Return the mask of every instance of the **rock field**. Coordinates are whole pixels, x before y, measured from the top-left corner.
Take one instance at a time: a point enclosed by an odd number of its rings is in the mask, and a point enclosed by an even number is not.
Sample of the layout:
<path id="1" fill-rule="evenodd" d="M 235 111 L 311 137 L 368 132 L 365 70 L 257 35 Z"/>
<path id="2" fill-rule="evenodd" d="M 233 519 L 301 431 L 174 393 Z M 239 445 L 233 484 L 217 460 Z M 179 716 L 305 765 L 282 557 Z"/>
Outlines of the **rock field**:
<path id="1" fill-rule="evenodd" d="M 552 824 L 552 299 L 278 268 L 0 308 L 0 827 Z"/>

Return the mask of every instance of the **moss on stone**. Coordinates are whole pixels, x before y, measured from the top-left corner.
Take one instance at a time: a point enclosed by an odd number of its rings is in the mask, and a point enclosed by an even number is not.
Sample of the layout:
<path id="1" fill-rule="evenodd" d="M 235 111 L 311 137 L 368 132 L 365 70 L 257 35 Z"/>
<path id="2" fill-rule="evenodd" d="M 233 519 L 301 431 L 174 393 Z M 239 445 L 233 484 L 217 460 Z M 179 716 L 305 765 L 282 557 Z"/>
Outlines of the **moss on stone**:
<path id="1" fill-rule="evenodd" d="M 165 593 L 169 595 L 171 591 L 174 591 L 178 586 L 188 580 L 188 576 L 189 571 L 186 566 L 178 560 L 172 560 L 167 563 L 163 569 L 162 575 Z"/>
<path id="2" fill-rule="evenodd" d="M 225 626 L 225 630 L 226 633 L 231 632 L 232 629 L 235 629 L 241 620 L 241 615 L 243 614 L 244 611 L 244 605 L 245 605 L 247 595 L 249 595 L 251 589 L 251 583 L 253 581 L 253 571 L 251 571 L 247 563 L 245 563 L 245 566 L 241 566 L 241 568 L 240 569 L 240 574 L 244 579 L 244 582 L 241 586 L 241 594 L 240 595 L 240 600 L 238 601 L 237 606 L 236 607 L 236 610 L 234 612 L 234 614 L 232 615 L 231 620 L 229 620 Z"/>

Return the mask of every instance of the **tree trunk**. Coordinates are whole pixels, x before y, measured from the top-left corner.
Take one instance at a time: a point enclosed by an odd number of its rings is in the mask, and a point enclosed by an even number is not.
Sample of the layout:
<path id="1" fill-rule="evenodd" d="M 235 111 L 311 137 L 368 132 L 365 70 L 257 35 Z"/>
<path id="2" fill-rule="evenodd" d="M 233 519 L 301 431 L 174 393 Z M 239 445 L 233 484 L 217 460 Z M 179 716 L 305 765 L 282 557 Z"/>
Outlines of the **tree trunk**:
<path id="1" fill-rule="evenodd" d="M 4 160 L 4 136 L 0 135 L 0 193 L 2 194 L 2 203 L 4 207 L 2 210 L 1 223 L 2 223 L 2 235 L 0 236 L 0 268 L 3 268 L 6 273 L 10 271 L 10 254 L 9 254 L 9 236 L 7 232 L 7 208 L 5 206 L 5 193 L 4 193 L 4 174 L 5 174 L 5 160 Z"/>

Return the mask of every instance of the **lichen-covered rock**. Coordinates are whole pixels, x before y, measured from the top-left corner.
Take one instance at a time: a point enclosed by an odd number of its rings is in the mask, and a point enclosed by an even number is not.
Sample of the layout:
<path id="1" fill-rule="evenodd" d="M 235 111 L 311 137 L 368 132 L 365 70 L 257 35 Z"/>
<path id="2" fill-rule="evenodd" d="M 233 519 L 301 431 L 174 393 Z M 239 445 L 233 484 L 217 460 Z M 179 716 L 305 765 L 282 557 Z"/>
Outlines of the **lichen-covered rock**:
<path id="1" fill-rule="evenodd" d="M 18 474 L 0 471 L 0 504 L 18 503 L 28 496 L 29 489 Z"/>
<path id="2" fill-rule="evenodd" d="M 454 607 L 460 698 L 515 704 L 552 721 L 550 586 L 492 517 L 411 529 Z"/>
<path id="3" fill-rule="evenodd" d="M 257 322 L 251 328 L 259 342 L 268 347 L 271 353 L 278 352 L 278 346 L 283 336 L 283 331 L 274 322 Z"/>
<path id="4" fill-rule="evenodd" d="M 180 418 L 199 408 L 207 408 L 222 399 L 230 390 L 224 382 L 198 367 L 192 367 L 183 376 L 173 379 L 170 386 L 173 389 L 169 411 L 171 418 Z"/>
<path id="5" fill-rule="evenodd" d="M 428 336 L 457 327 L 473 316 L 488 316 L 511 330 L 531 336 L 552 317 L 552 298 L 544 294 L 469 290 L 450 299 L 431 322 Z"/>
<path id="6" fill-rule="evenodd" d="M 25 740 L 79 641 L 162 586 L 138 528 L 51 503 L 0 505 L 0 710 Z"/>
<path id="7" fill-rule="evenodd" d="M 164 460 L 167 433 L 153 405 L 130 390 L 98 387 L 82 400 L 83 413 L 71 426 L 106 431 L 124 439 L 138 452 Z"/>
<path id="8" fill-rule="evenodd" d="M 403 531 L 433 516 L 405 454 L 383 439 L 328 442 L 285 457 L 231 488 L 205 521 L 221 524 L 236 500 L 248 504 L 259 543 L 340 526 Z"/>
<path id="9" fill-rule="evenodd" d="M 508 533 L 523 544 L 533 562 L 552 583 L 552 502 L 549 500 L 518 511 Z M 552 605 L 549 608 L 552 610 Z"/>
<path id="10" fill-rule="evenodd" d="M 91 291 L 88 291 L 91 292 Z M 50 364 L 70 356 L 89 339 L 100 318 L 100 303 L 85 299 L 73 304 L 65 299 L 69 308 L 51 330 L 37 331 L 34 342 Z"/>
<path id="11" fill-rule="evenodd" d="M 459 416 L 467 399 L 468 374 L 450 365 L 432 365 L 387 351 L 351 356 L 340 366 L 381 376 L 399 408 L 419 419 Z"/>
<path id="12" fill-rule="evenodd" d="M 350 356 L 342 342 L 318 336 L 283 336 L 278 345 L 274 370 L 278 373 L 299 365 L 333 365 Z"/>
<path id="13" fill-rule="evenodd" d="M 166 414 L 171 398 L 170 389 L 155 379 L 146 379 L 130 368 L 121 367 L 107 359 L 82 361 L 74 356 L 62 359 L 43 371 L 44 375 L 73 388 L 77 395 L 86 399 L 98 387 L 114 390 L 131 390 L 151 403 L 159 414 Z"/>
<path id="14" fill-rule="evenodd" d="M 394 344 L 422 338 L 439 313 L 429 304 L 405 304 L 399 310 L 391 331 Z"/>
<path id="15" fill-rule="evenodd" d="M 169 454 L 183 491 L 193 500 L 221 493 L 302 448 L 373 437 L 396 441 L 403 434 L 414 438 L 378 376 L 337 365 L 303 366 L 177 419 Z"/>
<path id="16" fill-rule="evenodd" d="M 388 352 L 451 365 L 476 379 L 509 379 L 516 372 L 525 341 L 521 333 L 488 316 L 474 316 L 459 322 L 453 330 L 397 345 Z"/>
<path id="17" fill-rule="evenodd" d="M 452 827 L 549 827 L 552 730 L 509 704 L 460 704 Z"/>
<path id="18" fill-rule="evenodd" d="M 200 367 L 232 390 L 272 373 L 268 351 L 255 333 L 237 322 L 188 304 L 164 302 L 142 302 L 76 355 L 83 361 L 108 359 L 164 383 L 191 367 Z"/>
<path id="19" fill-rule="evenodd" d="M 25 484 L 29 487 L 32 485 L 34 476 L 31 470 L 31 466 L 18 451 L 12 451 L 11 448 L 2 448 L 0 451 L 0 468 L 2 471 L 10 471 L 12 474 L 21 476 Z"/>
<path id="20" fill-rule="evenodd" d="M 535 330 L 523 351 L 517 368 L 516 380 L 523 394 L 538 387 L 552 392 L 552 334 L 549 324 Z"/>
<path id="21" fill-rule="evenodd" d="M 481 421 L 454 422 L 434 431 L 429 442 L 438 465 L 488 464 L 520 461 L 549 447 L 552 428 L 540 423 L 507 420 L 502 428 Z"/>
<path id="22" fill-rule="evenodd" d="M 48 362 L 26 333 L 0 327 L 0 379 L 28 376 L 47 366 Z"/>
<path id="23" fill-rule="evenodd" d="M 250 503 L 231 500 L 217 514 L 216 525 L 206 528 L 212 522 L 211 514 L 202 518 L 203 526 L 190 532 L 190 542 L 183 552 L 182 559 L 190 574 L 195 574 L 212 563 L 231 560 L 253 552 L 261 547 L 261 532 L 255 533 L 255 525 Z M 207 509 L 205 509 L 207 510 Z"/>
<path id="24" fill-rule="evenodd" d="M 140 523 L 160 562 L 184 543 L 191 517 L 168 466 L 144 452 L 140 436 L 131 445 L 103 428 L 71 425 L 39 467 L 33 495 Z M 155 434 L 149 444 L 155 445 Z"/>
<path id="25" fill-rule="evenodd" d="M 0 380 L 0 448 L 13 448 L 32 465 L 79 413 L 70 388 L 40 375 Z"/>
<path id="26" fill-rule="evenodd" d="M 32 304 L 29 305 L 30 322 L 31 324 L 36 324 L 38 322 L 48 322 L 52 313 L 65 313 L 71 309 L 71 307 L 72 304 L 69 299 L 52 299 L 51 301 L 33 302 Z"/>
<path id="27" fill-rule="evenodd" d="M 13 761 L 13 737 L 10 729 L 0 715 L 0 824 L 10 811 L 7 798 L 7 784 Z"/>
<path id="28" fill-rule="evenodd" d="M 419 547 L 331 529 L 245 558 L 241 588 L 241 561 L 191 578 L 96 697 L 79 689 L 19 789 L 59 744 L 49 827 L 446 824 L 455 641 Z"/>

------------------------

[WORK TO BE COMPLETED]:
Count how many lines above contain the string "stone", and reply with that number alone.

[SOLUTION FOR THIS EXERCISE]:
2